■ DOCUMENT EXCERPT
Retrieving may also comprise retrieving from a second interleaver a
respective second set of second addresses. This may occur using the
same set of first addresses or using a different set of first
addresses. The retrieving from a second interleaver may be for the
first subset of vectors, a second subset of vectors that differ
and/or overlap with the first subset of vectors or all vectors.
Other vector combinations are also possible.
[0084] In an example, at least one interleaver comprises a
permutation polynomial interleaver, such as a quadratic permutation
polynomial interleaver.
[0085] The coding matrix may comprise one of: a low-density
parity-check matrix H in a non-systematic form, wherein a vector
comprises a row of said matrix; a low-density parity-check matrix
H' in a systematic form, wherein a vector comprises a row of said
matrix; a generator matrix G, wherein a vector comprises a column
of said matrix. Each interleaver may have a length determined by a
dimension of the coding matrix.
[0086] The data may comprise a data vector to be encoded, in which
case the method may comprise generating an encoded block using the
data to be encoded and each of a number of determined parity-check
bits. The data may alternatively comprises a code vector received
over a noisy communication channel, in which case the method may
comprise implementing a functional node in a decoding process to
determine data that was sent over the communication channel.
[0087] In an example apparatus for implementing a low-density
parity-check code comprises at least one memory arranged to store
data; one or more interleavers, an interleaver being arranged to
implement a mapping between a first address and a second address, a
first address being associated with a particular vector in a coding
matrix associated with the low-density parity-check code and a
second address corresponding to a particular symbol of the data as
stored in the memory; a coding component arranged to, for a
plurality of vectors in the coding matrix, use one or more second
addresses from the one or more interleavers to retrieve one or more
symbols of the data stored in memory, the coding component being
further arranged to perform at least a plurality of parity check
operations, a parity check operation corresponding to a vector in
the coding matrix and being performed using said retrieved one or
more symbols of the data, the plurality of parity check operations
being used to implement the low-density parity-check code.

■ SHORT TASK
In the passage on low-density parity-check coding, what sets the length of each interleaver?

■ DATA SEGMENT
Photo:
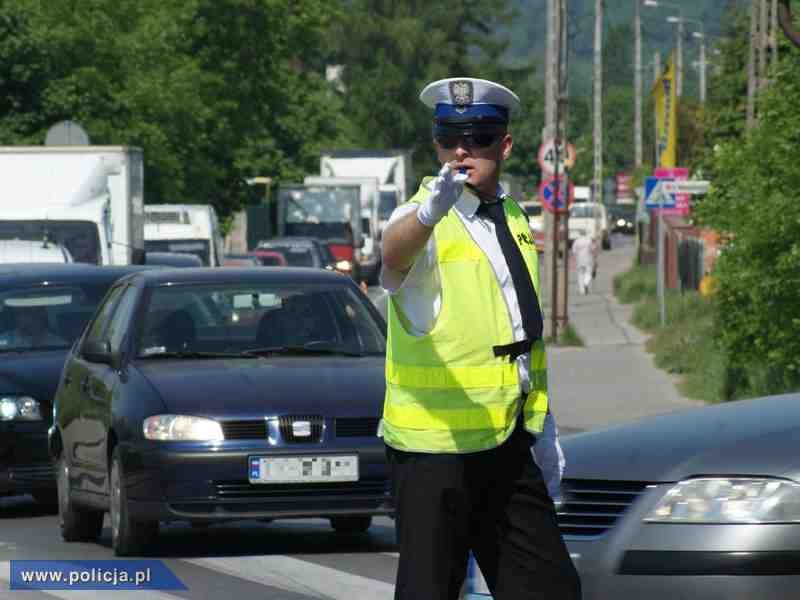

■ TASK OUTPUT
A dimension of the coding matrix.